■ **Exercise details**: Show each line below that contains the word "plant", copying each one in full.

■ **Dataset**:
---+---
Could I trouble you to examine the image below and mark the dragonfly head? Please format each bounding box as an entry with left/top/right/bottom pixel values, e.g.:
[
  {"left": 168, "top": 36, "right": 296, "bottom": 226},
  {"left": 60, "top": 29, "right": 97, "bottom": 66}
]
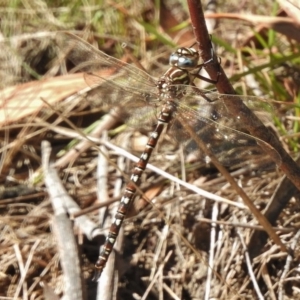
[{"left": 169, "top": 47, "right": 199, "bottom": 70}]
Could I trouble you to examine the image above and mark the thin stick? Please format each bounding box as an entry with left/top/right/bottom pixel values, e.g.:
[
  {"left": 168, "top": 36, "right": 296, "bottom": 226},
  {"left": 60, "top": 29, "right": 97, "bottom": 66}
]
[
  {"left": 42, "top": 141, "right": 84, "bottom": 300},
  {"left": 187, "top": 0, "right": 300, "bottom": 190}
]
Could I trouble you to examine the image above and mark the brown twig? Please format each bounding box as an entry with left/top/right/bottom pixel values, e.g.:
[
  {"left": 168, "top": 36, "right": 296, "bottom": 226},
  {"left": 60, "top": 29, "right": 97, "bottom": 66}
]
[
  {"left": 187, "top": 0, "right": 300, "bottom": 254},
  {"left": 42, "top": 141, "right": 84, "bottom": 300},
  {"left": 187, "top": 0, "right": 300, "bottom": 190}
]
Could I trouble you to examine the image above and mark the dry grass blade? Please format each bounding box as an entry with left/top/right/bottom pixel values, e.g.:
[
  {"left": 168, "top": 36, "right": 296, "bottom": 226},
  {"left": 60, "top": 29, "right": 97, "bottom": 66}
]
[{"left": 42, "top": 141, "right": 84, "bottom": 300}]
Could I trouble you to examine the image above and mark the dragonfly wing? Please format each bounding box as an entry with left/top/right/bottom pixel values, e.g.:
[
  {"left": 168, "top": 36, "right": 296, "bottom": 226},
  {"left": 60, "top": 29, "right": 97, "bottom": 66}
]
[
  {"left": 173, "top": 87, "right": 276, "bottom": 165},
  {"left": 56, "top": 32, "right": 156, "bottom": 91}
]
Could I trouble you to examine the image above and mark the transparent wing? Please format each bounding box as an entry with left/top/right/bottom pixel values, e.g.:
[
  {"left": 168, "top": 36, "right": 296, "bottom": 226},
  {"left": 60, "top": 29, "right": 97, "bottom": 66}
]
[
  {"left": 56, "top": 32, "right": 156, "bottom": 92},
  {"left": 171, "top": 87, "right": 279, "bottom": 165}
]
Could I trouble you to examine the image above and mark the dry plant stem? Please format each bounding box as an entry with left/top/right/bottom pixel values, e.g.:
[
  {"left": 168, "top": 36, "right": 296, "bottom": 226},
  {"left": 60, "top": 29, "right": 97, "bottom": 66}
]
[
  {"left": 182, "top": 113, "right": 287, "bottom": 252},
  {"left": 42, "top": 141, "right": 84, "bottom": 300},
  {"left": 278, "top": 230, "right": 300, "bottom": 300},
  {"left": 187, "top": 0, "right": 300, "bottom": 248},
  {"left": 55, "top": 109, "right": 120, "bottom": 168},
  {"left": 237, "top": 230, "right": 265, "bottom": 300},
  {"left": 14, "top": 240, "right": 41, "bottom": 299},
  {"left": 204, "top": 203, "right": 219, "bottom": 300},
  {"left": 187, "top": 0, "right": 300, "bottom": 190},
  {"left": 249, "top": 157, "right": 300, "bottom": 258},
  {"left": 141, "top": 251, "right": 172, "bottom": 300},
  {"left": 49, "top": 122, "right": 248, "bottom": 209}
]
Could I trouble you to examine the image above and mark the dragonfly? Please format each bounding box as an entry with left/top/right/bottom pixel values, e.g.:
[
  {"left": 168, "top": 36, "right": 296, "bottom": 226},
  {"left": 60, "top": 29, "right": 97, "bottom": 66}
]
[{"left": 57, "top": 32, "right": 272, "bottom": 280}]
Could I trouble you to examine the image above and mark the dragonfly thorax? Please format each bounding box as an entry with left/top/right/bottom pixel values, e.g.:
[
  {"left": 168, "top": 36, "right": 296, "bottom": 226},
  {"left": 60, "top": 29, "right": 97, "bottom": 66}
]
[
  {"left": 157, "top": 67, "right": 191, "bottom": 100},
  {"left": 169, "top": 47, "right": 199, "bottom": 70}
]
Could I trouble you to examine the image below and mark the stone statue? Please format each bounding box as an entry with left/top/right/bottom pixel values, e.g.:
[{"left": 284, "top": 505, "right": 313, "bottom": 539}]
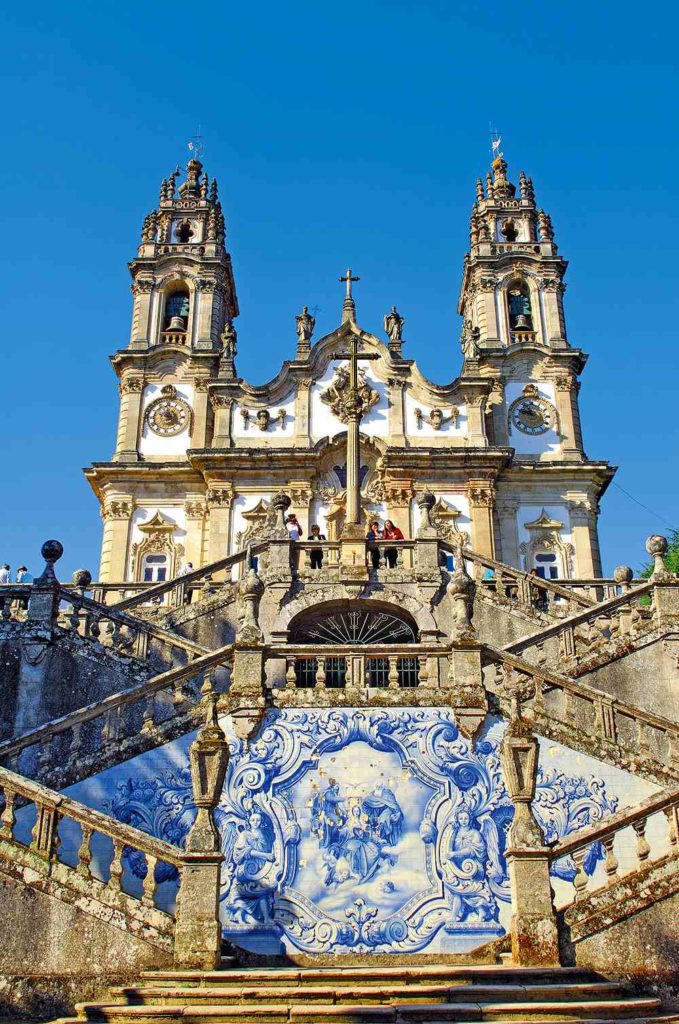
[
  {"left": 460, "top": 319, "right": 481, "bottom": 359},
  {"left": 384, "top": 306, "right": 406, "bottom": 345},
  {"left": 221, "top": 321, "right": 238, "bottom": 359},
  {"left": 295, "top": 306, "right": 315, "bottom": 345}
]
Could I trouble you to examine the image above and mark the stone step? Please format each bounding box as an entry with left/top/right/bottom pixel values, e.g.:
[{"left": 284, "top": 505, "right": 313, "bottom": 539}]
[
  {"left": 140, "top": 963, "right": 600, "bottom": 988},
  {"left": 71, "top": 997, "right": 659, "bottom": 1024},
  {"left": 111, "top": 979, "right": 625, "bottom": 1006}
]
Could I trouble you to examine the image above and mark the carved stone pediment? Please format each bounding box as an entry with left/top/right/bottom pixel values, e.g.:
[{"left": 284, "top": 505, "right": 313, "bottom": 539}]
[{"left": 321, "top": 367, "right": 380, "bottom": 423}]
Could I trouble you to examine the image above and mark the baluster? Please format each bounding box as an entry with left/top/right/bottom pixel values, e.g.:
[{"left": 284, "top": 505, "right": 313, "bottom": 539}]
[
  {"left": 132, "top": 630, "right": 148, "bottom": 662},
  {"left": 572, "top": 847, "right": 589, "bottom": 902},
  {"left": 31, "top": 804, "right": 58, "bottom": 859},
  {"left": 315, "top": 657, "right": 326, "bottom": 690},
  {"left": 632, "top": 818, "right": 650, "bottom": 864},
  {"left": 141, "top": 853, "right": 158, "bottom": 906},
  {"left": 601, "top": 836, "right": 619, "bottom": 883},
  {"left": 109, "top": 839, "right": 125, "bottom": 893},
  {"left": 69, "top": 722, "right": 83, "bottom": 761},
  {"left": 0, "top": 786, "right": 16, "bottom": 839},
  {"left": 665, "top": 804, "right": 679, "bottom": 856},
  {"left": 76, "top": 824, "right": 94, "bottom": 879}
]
---+---
■ **Reply to the task**:
Could I trouble you to examine the image above and mark the dry plant stem? Please format each bounding box as an entry with left/top/right/bottom pixel values, e.g.:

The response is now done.